+++ Extrait fourni +++

Sur l'article "Comment les femmes m'ont appris à m'intéresser à mes personnages" émi a écrit:
"Je voudrai bien que tu donnes un exemple concret de ton processus mssieur siouplé..."
Ce sur quoi j'ai découvert que le champ de réponse aux commentaires avait effectivement un espace un peu limité.Donc, émi, voici une réponse détaillée:
Emi, je ne peux que présumer que tu parles du processus de création d'un personnage... parce que de toute façon, je ne peux donner d'exemple que là-dessus, c'est le seul domaine où J'AI un processus :-P
Donc, essayons (et j'espère que je réponds bien à ta
requête):
Nous allons donc nous intéresser à Capria Maeris (un
personnage non joueur que j'ai effectivement mis en scène), qui est UNE général
de légion dans une société approximativement comparable à la république romaine
antique (à ceci près qu'elle est moins patriarcale, et que des femmes peuvent
effectivement y occuper des postes à responsabilité sans discrimination notable
- les joies de la fantasy).
Donc, Capria, que je vais situer aux alentours de sa milieu
de quarantaine, occupe le poste de général.
A priori, surtout dans ce genre de cadre, les clichés
associés sont masculins.
Alors plutôt que de me jeter de suite sur "quel genre
de général est-elle", je vais prendre l'autre bout de la ficelle, et voir
quel genre de femme, et donc de personne elle est.
Primo, la famille. Capria est issue d'une famille
prestigieuse, les Maeris, avec toute une lignée d'ancêtre glorieux (masculins
et féminins). Détail qui me vient en tête, si elle porte le patronyme encore
aujourd'hui, ça veut dire que, dans le cas des grandes familles, dans cette
culture, peut très bien être transmis par les femmes. Donc, je me note ça dans
un coin de ma tête.
Puisque je pense famille, je me dis qu'il serait logique
qu'elle soit mariée (la culture est monogame, au fait. Dans les deux sens).
Puisque le mariage n'exigeait pas d'elle une procédure
particulière pour garder son nom de famille, je vais même me dire qu'elle est
heureuse en ménage.
Au passage, je contemple, mais écarte quelques uns des
clichés habituels du/de la militaire marié(e), parce que... j'ai pas envie.

+++ Extrait de données +++

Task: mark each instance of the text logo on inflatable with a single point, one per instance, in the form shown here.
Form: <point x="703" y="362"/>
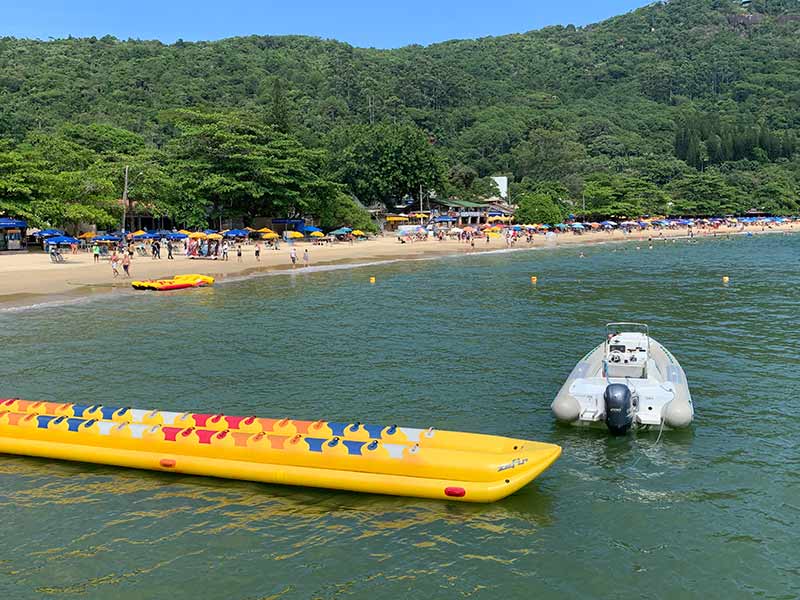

+++

**Énoncé de l'exercice:**
Poursuivez, s'il vous plaît, le texte sur la création du personnage de Capria Maeris, à la suite de sa dernière phrase.

**Corrigé de l'exercice:**
Mariage, ok, et, là encore parce qu'on parle de famille dans
le sens lignée, et d'une personne qui a un mariage heureux, des enfants.
Je pars du principe que tout ce qu'on a eu jusque là aurait
tendance à donner des enfants désirés, pas imposés par la pression culturelle
(du moins pas assez pour que j'en fasse une ficelle du personnage).
Au vu de la culture, et de la possibilité (re-vive la
fantasy) pour une femme de poursuivre sa carrière tout en ménageant des espaces
pour ses grossesses, avec son âge, au moins 3 enfants, dont au moins un en âge
d'exercer une profession et de faire sa vie.
Au passage, je me note que je ne sais pas encore si Capria
est grand-mère, mais que c'est une possibilité si je veux creuser l'angle
familial.
En tout cas on a donc une femme avec une carrière, un
mariage (au vu de l'ampleur de la famille, je me garde encore le choix de
savoir si son mari s'occupe du foyer ou s'il y a une batterie de serviteurs et
de nourrices pour ça... mais je prends le temps de me poser la question).
MAINTENANT, je peux créer le "Général Maeris", qui
est la facette du personnage que mes joueurs vont rencontrer en premier lieu au
vu du scénario.
Je sais qu'elle est mère, elle est également épouse, et
accessoirement la (grande) soeur du personnage d'un des joueurs.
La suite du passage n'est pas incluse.